#### SOURCE INFORMATION

========================================

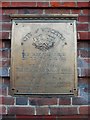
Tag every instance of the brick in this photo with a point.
(6, 26)
(83, 18)
(64, 100)
(1, 45)
(8, 117)
(20, 110)
(42, 111)
(5, 18)
(79, 101)
(84, 53)
(43, 101)
(42, 4)
(4, 35)
(5, 4)
(63, 111)
(84, 35)
(3, 91)
(6, 81)
(62, 4)
(82, 27)
(7, 100)
(83, 44)
(57, 11)
(84, 110)
(2, 110)
(82, 4)
(23, 4)
(21, 101)
(30, 11)
(85, 72)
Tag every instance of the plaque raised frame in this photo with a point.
(44, 55)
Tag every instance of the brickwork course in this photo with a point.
(46, 108)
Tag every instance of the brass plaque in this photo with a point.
(43, 57)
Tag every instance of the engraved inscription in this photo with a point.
(44, 60)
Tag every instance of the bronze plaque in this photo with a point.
(43, 57)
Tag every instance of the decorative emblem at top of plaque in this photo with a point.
(46, 38)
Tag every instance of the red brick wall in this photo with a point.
(51, 107)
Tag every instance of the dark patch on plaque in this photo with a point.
(46, 38)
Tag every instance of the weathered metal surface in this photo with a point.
(43, 57)
(4, 72)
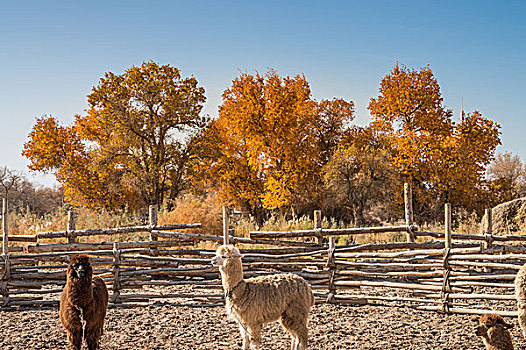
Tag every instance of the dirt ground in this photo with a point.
(164, 325)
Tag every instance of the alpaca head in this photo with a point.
(491, 325)
(227, 256)
(80, 267)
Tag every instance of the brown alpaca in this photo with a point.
(83, 304)
(494, 332)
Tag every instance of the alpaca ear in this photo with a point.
(236, 255)
(507, 325)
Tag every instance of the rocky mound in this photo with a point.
(508, 218)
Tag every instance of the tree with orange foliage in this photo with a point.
(133, 145)
(427, 146)
(272, 140)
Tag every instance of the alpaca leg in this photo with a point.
(74, 339)
(298, 329)
(92, 338)
(246, 339)
(254, 334)
(294, 343)
(522, 318)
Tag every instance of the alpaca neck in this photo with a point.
(80, 291)
(231, 274)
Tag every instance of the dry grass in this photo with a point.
(207, 211)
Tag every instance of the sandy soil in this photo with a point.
(164, 325)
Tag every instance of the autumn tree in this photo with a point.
(132, 146)
(426, 145)
(358, 179)
(508, 176)
(272, 140)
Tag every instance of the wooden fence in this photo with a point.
(435, 271)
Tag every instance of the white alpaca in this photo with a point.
(256, 301)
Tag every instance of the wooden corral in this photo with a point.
(435, 271)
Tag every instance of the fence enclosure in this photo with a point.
(434, 271)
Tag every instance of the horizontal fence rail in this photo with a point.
(431, 271)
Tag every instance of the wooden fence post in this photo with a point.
(71, 226)
(488, 229)
(408, 201)
(152, 218)
(317, 227)
(446, 283)
(488, 233)
(226, 225)
(331, 264)
(6, 275)
(116, 274)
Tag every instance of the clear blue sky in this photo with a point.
(53, 52)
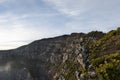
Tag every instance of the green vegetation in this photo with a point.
(107, 66)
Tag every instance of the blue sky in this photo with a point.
(23, 21)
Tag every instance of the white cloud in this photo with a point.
(70, 7)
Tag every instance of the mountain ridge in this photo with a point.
(67, 57)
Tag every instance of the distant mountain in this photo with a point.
(79, 56)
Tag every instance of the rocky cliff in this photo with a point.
(79, 56)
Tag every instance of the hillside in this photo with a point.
(79, 56)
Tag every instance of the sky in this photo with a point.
(23, 21)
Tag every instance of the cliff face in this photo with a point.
(70, 57)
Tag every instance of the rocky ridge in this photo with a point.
(67, 57)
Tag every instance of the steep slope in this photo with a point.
(77, 56)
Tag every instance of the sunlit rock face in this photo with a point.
(59, 58)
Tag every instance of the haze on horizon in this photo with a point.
(23, 21)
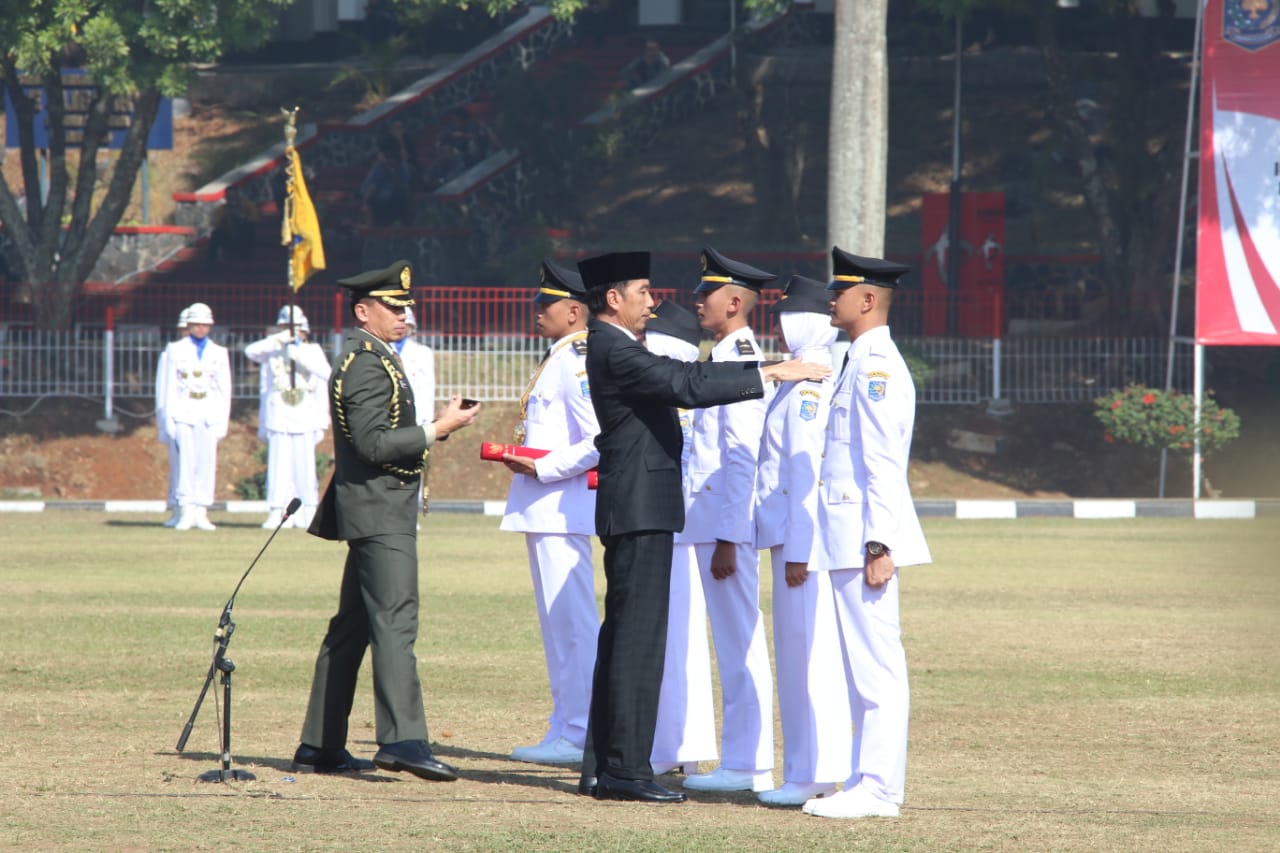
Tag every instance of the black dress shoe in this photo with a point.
(414, 756)
(312, 760)
(640, 790)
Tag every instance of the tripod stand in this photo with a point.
(224, 665)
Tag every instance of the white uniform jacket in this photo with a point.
(279, 409)
(419, 363)
(560, 418)
(863, 493)
(786, 486)
(197, 389)
(720, 484)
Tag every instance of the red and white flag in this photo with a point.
(1238, 246)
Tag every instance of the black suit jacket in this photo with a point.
(378, 445)
(635, 393)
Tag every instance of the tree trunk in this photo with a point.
(858, 141)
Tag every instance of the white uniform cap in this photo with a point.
(200, 313)
(300, 319)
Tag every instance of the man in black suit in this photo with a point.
(371, 503)
(639, 507)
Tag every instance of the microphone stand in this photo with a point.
(224, 665)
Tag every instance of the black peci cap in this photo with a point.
(851, 269)
(558, 283)
(389, 286)
(675, 320)
(803, 295)
(613, 268)
(720, 270)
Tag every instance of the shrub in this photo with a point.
(1165, 420)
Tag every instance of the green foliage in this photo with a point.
(376, 67)
(1165, 420)
(254, 487)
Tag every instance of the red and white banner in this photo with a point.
(1238, 247)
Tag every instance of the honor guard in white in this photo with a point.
(720, 509)
(163, 428)
(551, 503)
(292, 414)
(868, 529)
(685, 733)
(419, 363)
(197, 406)
(813, 693)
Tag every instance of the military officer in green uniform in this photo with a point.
(371, 503)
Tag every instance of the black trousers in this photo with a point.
(630, 655)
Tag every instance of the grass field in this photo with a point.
(1077, 685)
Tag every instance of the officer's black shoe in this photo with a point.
(312, 760)
(414, 756)
(640, 790)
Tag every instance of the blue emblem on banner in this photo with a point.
(1252, 24)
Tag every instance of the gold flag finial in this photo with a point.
(291, 126)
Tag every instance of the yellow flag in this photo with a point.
(301, 229)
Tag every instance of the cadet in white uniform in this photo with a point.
(197, 389)
(720, 503)
(813, 699)
(163, 428)
(419, 363)
(685, 733)
(551, 503)
(292, 414)
(867, 529)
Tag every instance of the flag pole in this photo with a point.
(291, 133)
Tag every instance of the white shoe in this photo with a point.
(202, 519)
(554, 752)
(186, 518)
(856, 802)
(721, 780)
(795, 793)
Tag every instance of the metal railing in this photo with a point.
(120, 364)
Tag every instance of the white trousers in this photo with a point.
(813, 692)
(172, 498)
(878, 694)
(743, 658)
(565, 593)
(197, 464)
(291, 469)
(686, 708)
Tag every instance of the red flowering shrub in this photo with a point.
(1164, 419)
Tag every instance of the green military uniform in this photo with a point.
(371, 503)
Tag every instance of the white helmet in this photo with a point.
(300, 319)
(200, 313)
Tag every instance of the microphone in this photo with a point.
(231, 602)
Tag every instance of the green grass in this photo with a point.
(1077, 685)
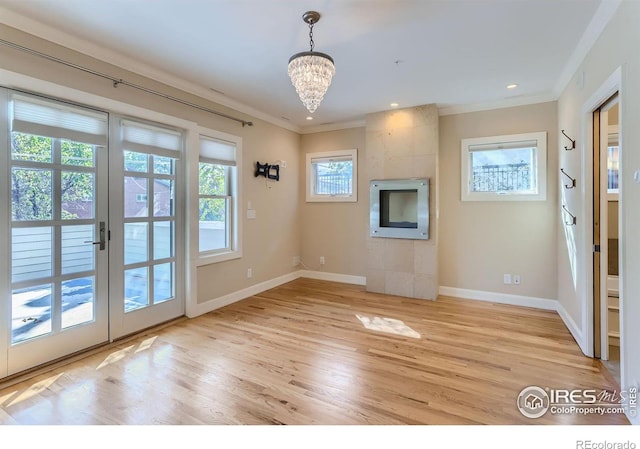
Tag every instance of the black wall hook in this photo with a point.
(573, 180)
(573, 142)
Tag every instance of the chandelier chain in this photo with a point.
(311, 43)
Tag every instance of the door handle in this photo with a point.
(102, 242)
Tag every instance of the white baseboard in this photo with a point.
(216, 303)
(526, 301)
(334, 277)
(502, 298)
(573, 327)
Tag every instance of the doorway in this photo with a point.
(91, 228)
(606, 211)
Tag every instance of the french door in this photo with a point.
(91, 228)
(54, 210)
(145, 167)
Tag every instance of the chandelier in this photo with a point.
(311, 71)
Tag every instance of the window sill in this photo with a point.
(208, 259)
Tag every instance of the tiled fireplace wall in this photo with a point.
(403, 144)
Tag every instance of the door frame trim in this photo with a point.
(5, 252)
(606, 90)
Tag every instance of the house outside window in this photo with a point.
(218, 187)
(332, 176)
(504, 168)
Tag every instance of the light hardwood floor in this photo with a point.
(301, 354)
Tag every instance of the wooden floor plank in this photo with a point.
(300, 354)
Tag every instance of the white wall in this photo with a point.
(616, 48)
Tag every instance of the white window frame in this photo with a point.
(234, 194)
(351, 154)
(505, 140)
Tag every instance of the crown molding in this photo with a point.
(506, 103)
(59, 37)
(333, 127)
(599, 21)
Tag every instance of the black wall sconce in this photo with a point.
(268, 171)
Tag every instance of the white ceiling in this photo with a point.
(451, 52)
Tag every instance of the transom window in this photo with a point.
(504, 168)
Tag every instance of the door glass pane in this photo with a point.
(136, 161)
(135, 242)
(77, 195)
(77, 254)
(135, 197)
(136, 288)
(163, 198)
(31, 253)
(31, 194)
(26, 147)
(162, 240)
(30, 312)
(77, 301)
(162, 283)
(76, 153)
(163, 165)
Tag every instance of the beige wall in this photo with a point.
(336, 231)
(616, 48)
(403, 144)
(273, 238)
(482, 241)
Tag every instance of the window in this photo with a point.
(332, 176)
(218, 218)
(504, 168)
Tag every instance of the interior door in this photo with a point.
(56, 223)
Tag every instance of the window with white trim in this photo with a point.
(218, 218)
(504, 168)
(332, 176)
(613, 164)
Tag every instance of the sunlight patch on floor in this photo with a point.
(115, 357)
(35, 389)
(146, 343)
(388, 326)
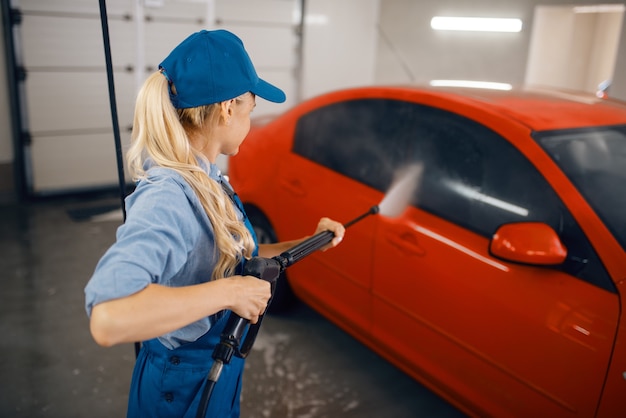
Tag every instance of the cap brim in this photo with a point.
(269, 92)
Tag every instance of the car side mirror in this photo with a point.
(529, 243)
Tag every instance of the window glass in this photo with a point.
(594, 159)
(472, 176)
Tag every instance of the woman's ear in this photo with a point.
(226, 110)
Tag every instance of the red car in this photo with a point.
(501, 287)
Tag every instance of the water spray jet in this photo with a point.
(394, 203)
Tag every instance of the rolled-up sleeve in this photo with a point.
(151, 246)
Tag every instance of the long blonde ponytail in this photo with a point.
(159, 135)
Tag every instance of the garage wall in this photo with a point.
(410, 51)
(71, 144)
(386, 42)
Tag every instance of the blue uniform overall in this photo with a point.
(168, 239)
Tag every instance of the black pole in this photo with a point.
(114, 119)
(15, 74)
(116, 127)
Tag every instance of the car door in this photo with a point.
(502, 339)
(337, 167)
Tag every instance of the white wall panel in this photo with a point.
(82, 102)
(66, 90)
(339, 45)
(90, 158)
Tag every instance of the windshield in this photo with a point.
(595, 161)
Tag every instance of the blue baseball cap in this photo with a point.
(211, 67)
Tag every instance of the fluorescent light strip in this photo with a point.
(600, 8)
(481, 24)
(471, 84)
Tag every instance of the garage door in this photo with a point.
(68, 136)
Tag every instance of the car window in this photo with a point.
(594, 159)
(472, 176)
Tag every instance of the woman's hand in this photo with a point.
(250, 297)
(327, 224)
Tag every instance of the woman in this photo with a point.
(175, 266)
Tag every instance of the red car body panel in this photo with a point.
(492, 337)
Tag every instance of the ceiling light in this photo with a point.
(600, 8)
(471, 84)
(482, 24)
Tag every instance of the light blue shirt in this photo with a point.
(167, 238)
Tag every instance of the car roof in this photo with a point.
(538, 109)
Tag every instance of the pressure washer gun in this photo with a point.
(268, 269)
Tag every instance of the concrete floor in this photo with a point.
(301, 365)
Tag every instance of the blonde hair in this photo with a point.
(159, 134)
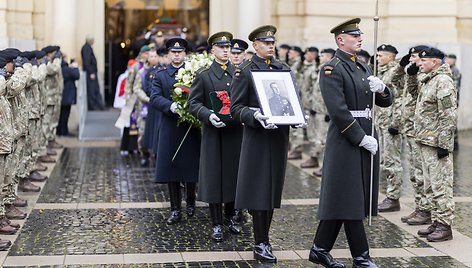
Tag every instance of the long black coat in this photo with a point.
(219, 155)
(185, 166)
(345, 185)
(263, 157)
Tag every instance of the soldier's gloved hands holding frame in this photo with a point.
(370, 144)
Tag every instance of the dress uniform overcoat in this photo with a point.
(219, 159)
(263, 157)
(345, 187)
(184, 168)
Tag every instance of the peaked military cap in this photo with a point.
(238, 45)
(328, 50)
(263, 33)
(348, 27)
(387, 48)
(176, 44)
(417, 49)
(431, 53)
(220, 39)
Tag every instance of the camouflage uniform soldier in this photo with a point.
(389, 123)
(319, 125)
(296, 134)
(435, 120)
(310, 70)
(410, 62)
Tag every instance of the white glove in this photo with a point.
(261, 118)
(376, 85)
(215, 121)
(370, 144)
(173, 107)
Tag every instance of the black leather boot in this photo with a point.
(262, 247)
(363, 261)
(322, 256)
(175, 200)
(216, 214)
(190, 194)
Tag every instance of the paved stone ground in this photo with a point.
(99, 209)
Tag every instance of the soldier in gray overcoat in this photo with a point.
(221, 136)
(347, 86)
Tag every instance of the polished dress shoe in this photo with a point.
(36, 176)
(19, 202)
(233, 226)
(26, 186)
(190, 211)
(363, 261)
(13, 213)
(4, 244)
(389, 205)
(263, 253)
(217, 234)
(175, 217)
(323, 257)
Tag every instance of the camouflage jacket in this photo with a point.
(6, 121)
(309, 76)
(389, 116)
(436, 109)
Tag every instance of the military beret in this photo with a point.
(220, 39)
(348, 27)
(39, 54)
(176, 44)
(417, 49)
(297, 49)
(263, 33)
(363, 53)
(48, 49)
(28, 54)
(285, 46)
(238, 45)
(312, 49)
(431, 53)
(388, 48)
(144, 48)
(328, 50)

========================================

#### BRIEF
From the line that holds "Tag every instance of the soldier's" down to the last line of the material, copy every line exactly and add nothing.

#### ANSWER TO THIS EXERCISE
Tag every instance of the soldier's gloved hands holding frame in this photo with a point.
(370, 144)
Tag every instance of the dress uniform overcoat in this photo with a point.
(219, 159)
(263, 157)
(345, 187)
(184, 168)
Tag every instance of the peaked military cap in this photo with a point.
(238, 45)
(328, 50)
(263, 33)
(348, 27)
(387, 48)
(176, 44)
(417, 49)
(431, 53)
(220, 39)
Tag every instance of the camouflage uniform soldier in this photo with a point.
(389, 123)
(319, 125)
(296, 134)
(435, 120)
(310, 70)
(410, 62)
Tag every instance of the white glove in this photo with a point.
(261, 118)
(376, 85)
(215, 121)
(370, 144)
(173, 107)
Tag every instance of the black leather boot in this photo with a point.
(262, 247)
(363, 261)
(322, 256)
(175, 200)
(216, 214)
(190, 194)
Tag every instance of the paved stone ground in this photo with a point.
(99, 209)
Tag every instance of the soldier in gray overcoat in this photo with a point.
(221, 136)
(347, 86)
Tag every instance of the polished dress shoe in this photo with a point.
(36, 176)
(19, 202)
(233, 226)
(26, 186)
(190, 211)
(363, 261)
(13, 213)
(4, 244)
(389, 205)
(263, 253)
(217, 234)
(175, 217)
(323, 257)
Tag every instance of the camouflage jacket in this photo with a point.
(6, 121)
(309, 76)
(389, 116)
(436, 109)
Tag every instance of the military beret in this photo with a point.
(220, 39)
(348, 27)
(39, 54)
(176, 44)
(417, 49)
(297, 49)
(263, 33)
(363, 53)
(48, 49)
(28, 54)
(285, 46)
(238, 45)
(312, 49)
(431, 53)
(388, 48)
(144, 48)
(328, 50)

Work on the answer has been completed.